# Supplied passage
Thai-Chinese Chamber urges neutrality in US-China conflict, deeper China ties

Photo: Thai-Chinese Chamber of Commerce/Facebook

The Thai-Chinese Chamber of Commerce urged the new Thai government to maintain neutrality in the US-China conflict while deepening trade links with China. In an interview, President Narongsak Puttapornmongkol suggested that Chinese firms exporting to the US or Europe could bolster their investments in Thailand, enabling them to base production in the country.

“There is no need to be overly concerned because any business needs to pay tax. In addition, when authorities strictly enforce laws, it scares away shady Chinese businesses from coming to Thailand.”

He also highlighted that US firms are seeking new Asian locations for manufacturing bases, presenting an opportunity for Thailand. Narongsak voiced confidence that the new government, led by Thai Prime Minister Srettha Thavisin, could balance the influences of the two global powerhouses and maintain positive trade relations with both.

“From an economic perspective, Thailand should find opportunities in the US-China crisis so we can have access to larger markets.”

He went on to say that while Thailand may currently have a relatively small production capacity, this could increase with further Chinese investment. Addressing concerns regarding Chinese companies repatriating all earnings, Narongsak reminded that Thai law stipulates that foreign companies operating in Thailand must allow Thai shareholders to control at least 51% of their company.

# Data lines
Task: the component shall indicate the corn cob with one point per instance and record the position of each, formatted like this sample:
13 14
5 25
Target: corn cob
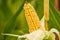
31 17
46 13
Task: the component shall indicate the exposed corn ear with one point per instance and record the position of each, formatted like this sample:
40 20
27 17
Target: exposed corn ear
31 17
46 13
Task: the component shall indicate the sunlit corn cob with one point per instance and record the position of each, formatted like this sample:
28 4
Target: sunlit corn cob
31 17
46 13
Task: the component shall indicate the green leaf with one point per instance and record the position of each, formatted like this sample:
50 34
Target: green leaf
54 17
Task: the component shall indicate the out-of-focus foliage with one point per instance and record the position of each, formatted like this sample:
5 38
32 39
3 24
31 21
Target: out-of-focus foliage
12 18
54 17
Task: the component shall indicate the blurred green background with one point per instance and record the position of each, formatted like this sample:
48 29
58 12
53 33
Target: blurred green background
12 18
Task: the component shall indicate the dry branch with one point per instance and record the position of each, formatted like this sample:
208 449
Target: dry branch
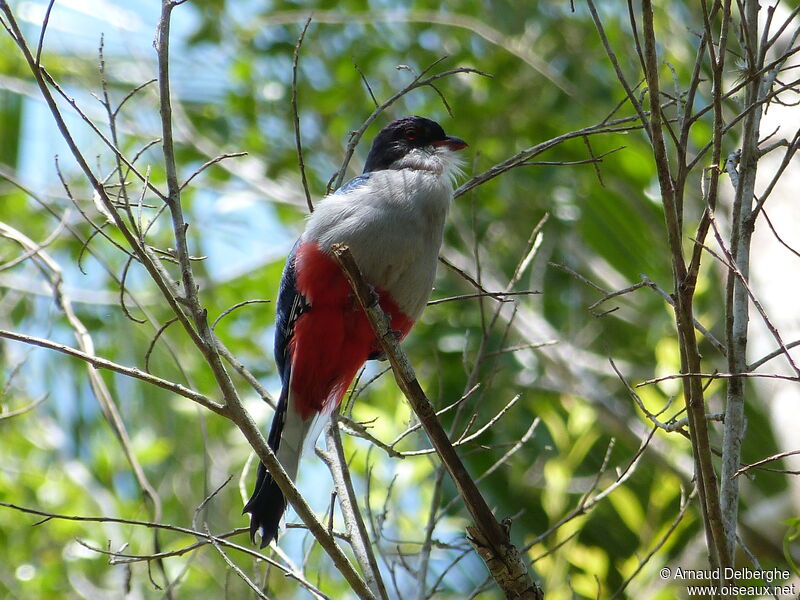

# The tasks
- A) In the Thai-Chinese Chamber article, what minimum share of a foreign company operating in Thailand does Thai law require Thai shareholders to be allowed to control?
- B) Extract the passage of the Thai-Chinese Chamber article between "He also highlighted" and "of their company.", inclusive.

# Answers to the exercises
- A) At least 51%

- B)
He also highlighted that US firms are seeking new Asian locations for manufacturing bases, presenting an opportunity for Thailand. Narongsak voiced confidence that the new government, led by Thai Prime Minister Srettha Thavisin, could balance the influences of the two global powerhouses and maintain positive trade relations with both.

“From an economic perspective, Thailand should find opportunities in the US-China crisis so we can have access to larger markets.”

He went on to say that while Thailand may currently have a relatively small production capacity, this could increase with further Chinese investment. Addressing concerns regarding Chinese companies repatriating all earnings, Narongsak reminded that Thai law stipulates that foreign companies operating in Thailand must allow Thai shareholders to control at least 51% of their company.